◆ **Textausschnitt**
Hallo, ich würde gerne den Beitrag nochmal aufnehmen.
Ich habe den Code so probiert und es funktioniert auch wunderbar. Hab jetzt meine App aufs Handy gespielt, um damit meinen Raspberry als Webradio mit mpd zu steuern. Auch diese Funktion funktioniert, jedoch reagiert das ganze sehr träge. Bis ein Befehl vom Handy umgesetzt wird dauert es ca. 6-8 Sekunden. Gibts ne Möglichkeit das zu beschleunigen?


----------



## buggy84 (17. Okt 2016)

Es scheint, du baust immer die Verbindung neu auf. Das dauert natürlich.
Vielleicht wäre es einfacher, die ssh verbindung offen zu lassen, und erst ab einer bestimmten Zeit wieder zu schließen. 

Vielleicht etwas umständlich gelöst im Moment.


----------



## f__lix (28. Okt 2016)

Hallo zusammen,
ich scheiter leider schon bei dem Einbinden des Packages. 
Der Kompiler wirft mir ein Fehler bei dem Import. 

Jetzt die Frage : Wie kann ich das Package richtig einbinden ? Wo muss ich es runterladen ? 

Wäre euch für die Infos sehr danbar. 

Liebe Grüße

Felix


----------



## VfL_Freak (28. Okt 2016)

Moin,


f__lix hat gesagt.:


> Der Kompiler wirft mir ein Fehler bei dem Import.


Was genau meinst Du?
Welcher Fehler bei welchen Import?
Dies hier: _*com.jcraft.jsch*_ ??



f__lix hat gesagt.:


> Jetzt die Frage : Wie kann ich das Package richtig einbinden ? Wo muss ich es runterladen ?


Verdammt - ist Google schon wieder kaputt ??
http://www.jcraft.com/jsch/

Gruß Klaus


----------



## f__lix (28. Okt 2016)

Hallo Vfl,

danke für die schnelle Antwort.
Bitte enschuldige meine ungenauen Angaben.

Ich habe ein Beispielprojekt in Android Studio erstellt. Anschließend wollte ich per Buttonklick eine Nachricht per SSH an ein LinuxDistro zu senden -> soviel zu dem Hintergrund.

Ich erstelle also ein Beispielprojekt und kopiere die Imports :

import com.jcraft.jsch.ChannelExec;
import com.jcraft.jsch.JSch;
import com.jcraft.jsch.Session;

darauffolgend wird jcraft rot unterstrichen.

Ich nehme an dass ich die Bibliothek erst einbinden muss.

Also habe ich das Paket heruntergeladen, jedoch enthält der Ordner diverse Dateien und ich weiss nicht wie ich die Bibliothek einbinden muss/kann und welche Datei benötigt wird.

Danke im Vorraus.


----------



## VfL_Freak (28. Okt 2016)

Moin,


f__lix hat gesagt.:


> Ich nehme an dass ich die Bibliothek erst einbinden muss.

◆ **Gespeicherte Daten**

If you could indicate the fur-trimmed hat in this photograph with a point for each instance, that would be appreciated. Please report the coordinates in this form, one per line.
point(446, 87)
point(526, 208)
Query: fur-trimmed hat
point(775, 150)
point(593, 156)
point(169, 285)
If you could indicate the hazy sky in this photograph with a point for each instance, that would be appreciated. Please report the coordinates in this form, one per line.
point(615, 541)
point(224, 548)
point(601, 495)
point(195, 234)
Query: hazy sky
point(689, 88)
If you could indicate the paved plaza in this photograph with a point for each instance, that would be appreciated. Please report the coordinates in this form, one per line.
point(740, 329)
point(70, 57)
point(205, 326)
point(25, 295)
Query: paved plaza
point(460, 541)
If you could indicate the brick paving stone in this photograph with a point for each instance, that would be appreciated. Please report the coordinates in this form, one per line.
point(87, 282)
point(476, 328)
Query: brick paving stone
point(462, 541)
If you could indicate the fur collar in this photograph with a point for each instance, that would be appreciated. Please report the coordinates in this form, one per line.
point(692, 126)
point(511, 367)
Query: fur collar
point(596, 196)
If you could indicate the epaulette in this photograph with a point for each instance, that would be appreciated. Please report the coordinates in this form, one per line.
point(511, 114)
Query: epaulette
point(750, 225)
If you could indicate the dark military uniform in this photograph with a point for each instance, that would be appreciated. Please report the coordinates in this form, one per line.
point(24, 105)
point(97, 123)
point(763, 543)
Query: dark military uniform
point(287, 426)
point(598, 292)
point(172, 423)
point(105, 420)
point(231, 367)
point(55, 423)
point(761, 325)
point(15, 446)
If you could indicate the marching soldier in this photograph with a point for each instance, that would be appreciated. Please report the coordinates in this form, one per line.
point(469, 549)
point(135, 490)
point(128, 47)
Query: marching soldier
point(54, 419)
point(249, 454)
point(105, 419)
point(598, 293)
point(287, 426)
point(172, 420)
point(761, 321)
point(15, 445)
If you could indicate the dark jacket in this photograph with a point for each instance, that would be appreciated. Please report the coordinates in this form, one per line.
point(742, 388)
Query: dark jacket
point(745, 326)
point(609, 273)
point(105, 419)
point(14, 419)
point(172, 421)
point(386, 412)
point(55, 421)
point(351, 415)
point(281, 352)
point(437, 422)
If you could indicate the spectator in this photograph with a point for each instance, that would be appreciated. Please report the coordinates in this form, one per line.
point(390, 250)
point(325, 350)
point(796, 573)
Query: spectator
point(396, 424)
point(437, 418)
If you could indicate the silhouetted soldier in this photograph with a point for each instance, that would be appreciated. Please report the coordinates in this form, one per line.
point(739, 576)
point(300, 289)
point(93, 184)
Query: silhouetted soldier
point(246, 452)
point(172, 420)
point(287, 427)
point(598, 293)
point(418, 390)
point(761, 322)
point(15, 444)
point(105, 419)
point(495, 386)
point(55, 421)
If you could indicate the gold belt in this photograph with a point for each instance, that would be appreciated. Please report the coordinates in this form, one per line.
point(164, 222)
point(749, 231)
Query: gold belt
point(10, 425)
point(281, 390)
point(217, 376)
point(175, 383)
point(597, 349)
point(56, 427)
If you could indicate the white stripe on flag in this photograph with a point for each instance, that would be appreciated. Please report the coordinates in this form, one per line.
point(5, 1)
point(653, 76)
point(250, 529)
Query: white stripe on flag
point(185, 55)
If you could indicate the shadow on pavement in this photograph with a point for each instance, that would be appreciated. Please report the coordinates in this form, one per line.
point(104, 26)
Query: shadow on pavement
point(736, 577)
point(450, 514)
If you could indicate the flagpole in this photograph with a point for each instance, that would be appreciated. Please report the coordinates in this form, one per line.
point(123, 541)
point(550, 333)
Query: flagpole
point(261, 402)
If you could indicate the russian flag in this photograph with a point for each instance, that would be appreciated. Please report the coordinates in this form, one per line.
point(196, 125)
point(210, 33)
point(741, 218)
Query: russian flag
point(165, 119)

◆ **Aufgaben**
a - Gib aus dem Thread über JSch den Teil wörtlich wieder, der mit den Worten "Ich habe ein" anfängt und mit "zu dem Hintergrund." aufhört.
b - Wie lange dauert es laut dem Thread über JSch, bis ein Befehl vom Handy umgesetzt wird?
c - Schreib den Thread über JSch nach dem letzten gezeigten Satz weiter.

◆ **Antworten nacheinander**
a -
Ich habe ein Beispielprojekt in Android Studio erstellt. Anschließend wollte ich per Buttonklick eine Nachricht per SSH an ein LinuxDistro zu senden -> soviel zu dem Hintergrund.

b - Etwa 6 bis 8 Sekunden.

c -
> Also habe ich das Paket heruntergeladen, jedoch enthält der Ordner diverse Dateien und ich weiss nicht wie ich die Bibliothek einbinden muss/kann und welche Datei benötigt wird.


Also ich kenne die LIB natürlich auch nicht (habe den Link nur kurz für Dich gegooglet)  
Aber ich denke doch mal, dass es dann irgendein lib-Verzeichnis geben wird, aus der du die 'passende' LIB in Deinen BuildPath einfügen kannst!
Gibt es denn keine readme-Datei oder ähnliches ??

Gruß Klaus


----------



## f__lix (28. Okt 2016)

Also müsste ich in dem gedownloadetem Ordner eine .lib Datei finden, die ich dann in Android studio importieren muss ? Wie binde ich eine solche Datei in Android Studio ein ?

Auf deren Website steht folgender Kommentar:
"JSch is in pure Java, but it depends on JavaTM Cryptography Extension (JCE). JSch has been known to work with:"

Ich brauche also diese JCE erweiterung um die Lib zu benutzen? Oder ist die Lib bereits in der Erweiterung enthalten ?


----------



## f__lix (28. Okt 2016)

Ich glaube ich habe mich etwas verrannt. 
Habe jetzt von einer anderen Quelle eine .jar Datei herunter geladen.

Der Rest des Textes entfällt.